Exercise prompt:
Return the stretch of the passage on writing-contest stages from "Stage 12: Well, since" through "a published author.", copied word for word.

(Beginning of Reading passage)

Stage 6: You are a star! You finalled in a writing contest. You’ve proved to yourself and the publishing world that you can write. It’s just a matter of weeks (or the next contest) where big name agent or editor discovers you. Then one of your manuscripts that has already finalled and/or won in a couple of contests crashes and burns and comes in dead last in a field of 52. You’re a has-been before you had a chance to be. Sigh.
|The old Natchez Trace north of Natchez, MS. Wagons and travelers|
wore this trail down over hundreds of years.
Stage 7: This is where you get serious. You get a little bit mad at how hard this is, how subjective, and you get a lot hardheaded. This is where you decide to fish or cut bait. All these thoughts run through your mind as you’re shredding your latest masterpiece. Breaking in is too hard! There’s too much to learn! But there’s something there that makes you want to try for one more rung of the publishing ladder. So you do. After all, that manuscript just won 3 contests. By this time, you’ve developed some writing buddies who can help pull you through this stage.
Stage 8: You pull up your big girl panties, grit your teeth and declare you’re going out there again. You’ve realized this is BUSINESS, not just fun-and-games, and that it is subjective, and everyone isn’t going to like what you do, but you’ve got enough feedback under your belt to know that SOME people do like what you do, and that’s enough to keep you going.
Stage 9: Now you get strategic. You develop a plan. You figure out which genre you’re most passionate about, you figure out what houses you’re best suited for, you figure out which of the half-dozen manuscripts you’re working on are the best you’ve got, and you run with that. Here you start finalling and winning more and more contests.
Stage 10: You’ve got a lot of contests under your belt, maybe even signed with an agent. Editors are requesting your stuff. Here, you’re likely to cut down on the number of contests you enter, just entering the big ones like the Golden Heart and the Genesis, and maybe a couple just because a certain editor or agent is judging. If you have an agent to send your stuff out, entering lots and lots of contests isn’t as critical.
Stage 11: You’re still in contest mode, but you’re very selective, and you only enter your absolute BEST work. It’s not exactly smart to enter a half-baked idea that MIGHT get in front of that editor who’s already got one of your best stories sitting on his or her desk.
Stage 12: Well, since these stages were about entering CONTESTS, I guess this is the last stage. At some point, an editor is going to pick up the phone and call you or your agent and offer a contract, and when you accept, you are ineligible to enter contests for the unpublished. And you enter a whole new set of stages as a published author.
Like the hero’s journey, these stages can be reversed, you can go through the same stage more than once, and you might even skip some of them, but for most of us, they’re probably much the same. And I’m going to go out on a limb and say that if you make it to stage 12, the odds of you crossing the bridge to publication are pretty high.
When Pam saw the list of proposed titles for the 12 Brides of Christmas series, she jumped on The Evergreen Bride as her title. “I knew immediately the story would be set in my home state of Mississippi, which is an evergreen state. We rarely have snow and even in the middle of winter, we still have a lot of greenery,” thus the heroine’s dream to see a white Christmas with her own eyes.
|Pam's mother-in-law's bridge to nowhere. lol Actually, it goes to a|
delightful island in the middle of their pond. Great fishing
spot and her yard is filled with gorgeous flowers and photo opps.

(End of Reading passage)
(Beginning of Data to examine)

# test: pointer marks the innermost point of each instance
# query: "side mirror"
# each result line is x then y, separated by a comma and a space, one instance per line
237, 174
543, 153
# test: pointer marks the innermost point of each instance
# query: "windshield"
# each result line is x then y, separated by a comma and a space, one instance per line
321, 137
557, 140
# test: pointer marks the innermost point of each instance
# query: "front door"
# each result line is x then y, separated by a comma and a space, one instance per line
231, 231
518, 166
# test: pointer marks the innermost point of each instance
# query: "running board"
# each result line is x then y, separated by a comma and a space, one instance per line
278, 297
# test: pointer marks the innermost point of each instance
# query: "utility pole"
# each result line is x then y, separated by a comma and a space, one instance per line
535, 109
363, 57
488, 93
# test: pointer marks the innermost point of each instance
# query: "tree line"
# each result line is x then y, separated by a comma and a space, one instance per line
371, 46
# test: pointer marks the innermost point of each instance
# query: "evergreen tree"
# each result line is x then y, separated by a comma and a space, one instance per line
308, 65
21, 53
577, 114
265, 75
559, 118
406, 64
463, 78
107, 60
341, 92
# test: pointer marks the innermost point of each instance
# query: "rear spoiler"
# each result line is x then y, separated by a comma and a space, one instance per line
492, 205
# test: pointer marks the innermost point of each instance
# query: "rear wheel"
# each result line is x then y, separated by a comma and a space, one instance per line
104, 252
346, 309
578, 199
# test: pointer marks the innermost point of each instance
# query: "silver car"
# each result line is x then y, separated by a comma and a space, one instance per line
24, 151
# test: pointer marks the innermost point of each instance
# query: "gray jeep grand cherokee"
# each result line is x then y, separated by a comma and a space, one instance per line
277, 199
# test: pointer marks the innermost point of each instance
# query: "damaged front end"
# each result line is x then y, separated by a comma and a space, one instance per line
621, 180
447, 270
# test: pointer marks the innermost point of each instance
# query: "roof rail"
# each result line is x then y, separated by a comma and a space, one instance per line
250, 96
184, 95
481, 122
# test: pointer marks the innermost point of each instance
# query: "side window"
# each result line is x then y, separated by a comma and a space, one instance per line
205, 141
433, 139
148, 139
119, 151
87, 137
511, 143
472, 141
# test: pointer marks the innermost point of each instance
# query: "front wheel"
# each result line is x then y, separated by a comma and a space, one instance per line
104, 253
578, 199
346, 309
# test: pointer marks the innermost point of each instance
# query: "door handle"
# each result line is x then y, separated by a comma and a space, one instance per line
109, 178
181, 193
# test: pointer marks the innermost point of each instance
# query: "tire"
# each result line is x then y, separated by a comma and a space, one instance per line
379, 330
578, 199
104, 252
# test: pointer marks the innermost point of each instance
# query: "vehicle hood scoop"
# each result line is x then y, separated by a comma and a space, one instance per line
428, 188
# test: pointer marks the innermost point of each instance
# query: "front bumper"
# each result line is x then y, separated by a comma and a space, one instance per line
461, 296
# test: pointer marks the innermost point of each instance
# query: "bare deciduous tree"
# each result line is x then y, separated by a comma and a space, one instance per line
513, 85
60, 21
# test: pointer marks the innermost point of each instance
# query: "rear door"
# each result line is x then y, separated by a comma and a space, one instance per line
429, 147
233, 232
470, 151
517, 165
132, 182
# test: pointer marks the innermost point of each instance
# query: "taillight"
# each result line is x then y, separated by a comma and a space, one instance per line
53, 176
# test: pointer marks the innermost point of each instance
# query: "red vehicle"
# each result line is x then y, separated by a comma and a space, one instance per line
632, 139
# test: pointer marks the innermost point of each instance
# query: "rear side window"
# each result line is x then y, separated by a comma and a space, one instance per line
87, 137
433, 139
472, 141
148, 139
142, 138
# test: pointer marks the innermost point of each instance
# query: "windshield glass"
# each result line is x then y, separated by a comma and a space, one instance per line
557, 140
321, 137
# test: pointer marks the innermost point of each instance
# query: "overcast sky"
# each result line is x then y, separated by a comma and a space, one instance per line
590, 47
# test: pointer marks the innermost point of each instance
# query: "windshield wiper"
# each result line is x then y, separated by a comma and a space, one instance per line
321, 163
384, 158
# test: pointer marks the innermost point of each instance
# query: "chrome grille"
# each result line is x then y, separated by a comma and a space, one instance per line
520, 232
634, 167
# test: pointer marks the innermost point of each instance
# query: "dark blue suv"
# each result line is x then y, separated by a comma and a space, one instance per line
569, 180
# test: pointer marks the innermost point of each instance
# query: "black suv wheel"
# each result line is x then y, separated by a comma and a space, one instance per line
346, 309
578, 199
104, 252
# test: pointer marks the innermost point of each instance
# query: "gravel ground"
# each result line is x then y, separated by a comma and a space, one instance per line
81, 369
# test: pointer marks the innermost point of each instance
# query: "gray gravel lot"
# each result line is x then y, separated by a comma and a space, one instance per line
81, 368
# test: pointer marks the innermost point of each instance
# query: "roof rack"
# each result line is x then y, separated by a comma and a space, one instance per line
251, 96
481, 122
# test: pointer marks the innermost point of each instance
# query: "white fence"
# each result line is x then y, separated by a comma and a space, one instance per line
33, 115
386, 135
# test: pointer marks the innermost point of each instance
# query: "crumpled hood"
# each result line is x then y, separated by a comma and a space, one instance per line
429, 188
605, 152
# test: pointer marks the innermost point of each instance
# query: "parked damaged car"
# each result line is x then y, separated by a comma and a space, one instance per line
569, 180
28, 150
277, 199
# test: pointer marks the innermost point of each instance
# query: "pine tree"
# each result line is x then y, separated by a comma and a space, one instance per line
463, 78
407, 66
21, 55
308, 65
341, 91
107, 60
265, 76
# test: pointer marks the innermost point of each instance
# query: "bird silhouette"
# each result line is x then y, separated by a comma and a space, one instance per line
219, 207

(End of Data to examine)

Answer:
Stage 12: Well, since these stages were about entering CONTESTS, I guess this is the last stage. At some point, an editor is going to pick up the phone and call you or your agent and offer a contract, and when you accept, you are ineligible to enter contests for the unpublished. And you enter a whole new set of stages as a published author.